┌──

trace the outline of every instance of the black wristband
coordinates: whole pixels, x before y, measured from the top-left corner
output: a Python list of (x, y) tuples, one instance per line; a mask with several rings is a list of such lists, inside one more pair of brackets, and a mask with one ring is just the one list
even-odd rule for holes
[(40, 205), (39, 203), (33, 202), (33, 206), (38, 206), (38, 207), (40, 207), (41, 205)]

└──

### [Directions]
For this exercise, copy every line of the data that holds "instance".

### [Reply]
trace the outline of every instance of the black wristband
output: a Python list of (x, y) tuples, one instance per line; a mask with several rings is a list of such lists, inside one more pair of brackets, and a mask with one ring is just the one list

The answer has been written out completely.